TASKS:
1. In the interview with Kate, how many times has she completed the Rottnest Channel Swim as a solo swimmer?
2. Go on with the interview with Kate, starting right after its final question.

TEXT FOR ANALYSIS:
◇ ◇ ◇ ◇ ◇

As well as a love of travel, one of Kate’s favourite past-times is long distance open water swimming. She’s completed the Rottnest Channel Swim (19.7 km) 3 times as a solo swimmer and was the 3rd female in an intercontinental swim from Europe to Asia (the Hellespont). She believes long distance open water swimming has many parallels with being a scientist. You need to train and work hard; you require strength, endurance and resilience; it takes individual effort but is easier and more enjoyable with a good support team and the camaraderie of others facing the same challenges; finally achieving a goal can leave you on an adrenalin-fuelled high; and you have to be a little bit crazy to dive in!
Who and/or what inspires you to achieve?
My father. When my mother got a great job offer in Australia he retired early and became a stay-at-home dad to look after my sister and I, so my mother could focus on her career. He brought us up to believe we could do or be anything, and also instilled in us the importance of making a contribution to society. He passed away last year but I know he will continue to influence and inspire me.
What do you think is the most important character trait in a successful scientist?
This depends somewhat on your definition of success – I think inherent curiosity and the motivation to make a difference in the world is important. But as you progress in your career it becomes increasingly important to have good interpersonal skills to manage and motivate teams to work well together.
What do you believe are the greatest attributes of a successful leader?

◇ ◇ ◇ ◇ ◇

DATASET CONTENT:
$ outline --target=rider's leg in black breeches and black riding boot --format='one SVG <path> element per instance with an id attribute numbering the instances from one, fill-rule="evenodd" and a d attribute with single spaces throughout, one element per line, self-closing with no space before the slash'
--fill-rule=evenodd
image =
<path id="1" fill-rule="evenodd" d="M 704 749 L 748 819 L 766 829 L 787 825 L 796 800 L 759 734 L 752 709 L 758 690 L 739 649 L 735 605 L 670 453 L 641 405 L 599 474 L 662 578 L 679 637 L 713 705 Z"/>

◇ ◇ ◇ ◇ ◇

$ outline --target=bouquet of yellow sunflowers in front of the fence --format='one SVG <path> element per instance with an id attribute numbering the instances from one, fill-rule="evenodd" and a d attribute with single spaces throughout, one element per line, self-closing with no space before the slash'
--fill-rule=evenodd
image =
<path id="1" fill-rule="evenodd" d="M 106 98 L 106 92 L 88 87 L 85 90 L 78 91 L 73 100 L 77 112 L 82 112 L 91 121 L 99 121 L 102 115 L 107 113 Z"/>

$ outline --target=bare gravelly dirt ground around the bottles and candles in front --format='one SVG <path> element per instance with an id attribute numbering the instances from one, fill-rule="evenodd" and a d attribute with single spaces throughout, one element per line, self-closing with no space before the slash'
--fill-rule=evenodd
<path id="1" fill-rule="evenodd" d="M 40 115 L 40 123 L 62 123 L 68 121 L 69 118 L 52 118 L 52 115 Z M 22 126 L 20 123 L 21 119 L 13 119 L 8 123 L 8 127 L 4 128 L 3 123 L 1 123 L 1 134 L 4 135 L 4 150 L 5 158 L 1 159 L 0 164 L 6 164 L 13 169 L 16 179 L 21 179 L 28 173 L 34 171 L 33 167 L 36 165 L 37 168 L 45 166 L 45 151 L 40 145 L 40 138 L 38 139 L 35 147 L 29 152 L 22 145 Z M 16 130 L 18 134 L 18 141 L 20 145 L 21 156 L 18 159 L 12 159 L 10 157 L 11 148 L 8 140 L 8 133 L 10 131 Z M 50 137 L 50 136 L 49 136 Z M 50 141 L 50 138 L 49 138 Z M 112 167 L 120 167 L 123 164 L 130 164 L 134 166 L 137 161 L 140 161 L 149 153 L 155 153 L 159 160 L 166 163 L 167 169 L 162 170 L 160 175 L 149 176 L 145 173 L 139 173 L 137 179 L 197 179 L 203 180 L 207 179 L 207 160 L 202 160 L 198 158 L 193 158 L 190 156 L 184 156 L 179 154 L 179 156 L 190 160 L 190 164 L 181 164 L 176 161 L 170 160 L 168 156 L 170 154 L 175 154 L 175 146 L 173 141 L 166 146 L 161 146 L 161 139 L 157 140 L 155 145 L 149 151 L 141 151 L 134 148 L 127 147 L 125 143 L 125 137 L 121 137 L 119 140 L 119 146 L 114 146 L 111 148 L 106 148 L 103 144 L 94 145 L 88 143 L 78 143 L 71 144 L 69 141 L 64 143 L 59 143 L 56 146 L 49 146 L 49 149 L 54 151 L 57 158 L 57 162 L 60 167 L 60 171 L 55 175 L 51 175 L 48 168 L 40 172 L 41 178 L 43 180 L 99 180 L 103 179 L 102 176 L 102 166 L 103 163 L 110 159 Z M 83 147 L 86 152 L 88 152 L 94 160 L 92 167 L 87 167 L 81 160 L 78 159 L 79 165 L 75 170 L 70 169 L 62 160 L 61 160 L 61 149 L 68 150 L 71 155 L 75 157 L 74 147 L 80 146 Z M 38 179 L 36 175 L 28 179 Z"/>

◇ ◇ ◇ ◇ ◇

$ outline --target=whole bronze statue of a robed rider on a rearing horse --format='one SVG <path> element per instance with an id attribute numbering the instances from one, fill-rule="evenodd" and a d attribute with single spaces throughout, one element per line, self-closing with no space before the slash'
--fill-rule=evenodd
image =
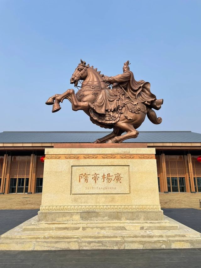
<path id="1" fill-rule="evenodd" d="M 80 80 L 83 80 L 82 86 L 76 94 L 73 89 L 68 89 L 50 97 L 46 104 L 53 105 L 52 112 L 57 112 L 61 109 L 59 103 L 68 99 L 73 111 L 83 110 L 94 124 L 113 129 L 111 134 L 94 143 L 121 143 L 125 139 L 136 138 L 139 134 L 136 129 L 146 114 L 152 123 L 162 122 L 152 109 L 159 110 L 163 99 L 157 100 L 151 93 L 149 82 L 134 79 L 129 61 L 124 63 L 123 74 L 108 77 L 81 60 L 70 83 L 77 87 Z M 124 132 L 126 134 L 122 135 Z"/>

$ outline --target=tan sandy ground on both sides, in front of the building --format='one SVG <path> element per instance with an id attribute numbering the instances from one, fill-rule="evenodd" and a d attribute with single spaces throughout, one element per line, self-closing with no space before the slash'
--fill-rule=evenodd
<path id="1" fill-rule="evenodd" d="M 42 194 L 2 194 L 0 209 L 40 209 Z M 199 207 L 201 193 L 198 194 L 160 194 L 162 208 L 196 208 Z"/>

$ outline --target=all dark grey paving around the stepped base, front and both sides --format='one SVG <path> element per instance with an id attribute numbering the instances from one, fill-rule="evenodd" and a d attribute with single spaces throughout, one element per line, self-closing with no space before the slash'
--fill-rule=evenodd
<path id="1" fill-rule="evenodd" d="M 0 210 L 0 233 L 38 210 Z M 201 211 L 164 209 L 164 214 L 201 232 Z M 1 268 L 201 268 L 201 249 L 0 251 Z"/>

◇ ◇ ◇ ◇ ◇

PER-TASK OUTPUTS:
1. Three times.

2.
To me, a successful leader is someone who is self-aware and authentic, they value diversity and they inspire and motivate people through positivity, enthusiasm and exemplary behaviour, rather than through fear. And while they may not necessarily be in a formal leadership position, others still “follow” them.
How do we keep more women engaged in scientific careers? How do we retain women?
Role models are crucial, including ensuring gender balance on panels and of speakers at seminar series and conferences. Cultural change in the workplace is needed that acknowledges, accommodates for and values caring/family responsibilities, diverse/non-linear career paths and the “invisible” work that women often do.
How can we change the scientific work culture to improve work/life balance?
Changing the workaholic culture could have a big impact on retaining female scientists. It’s important for leaders (both male and female) to set an example – by taking regular holidays, planning meetings at appropriate times and being open about their commitments and interests outside of work.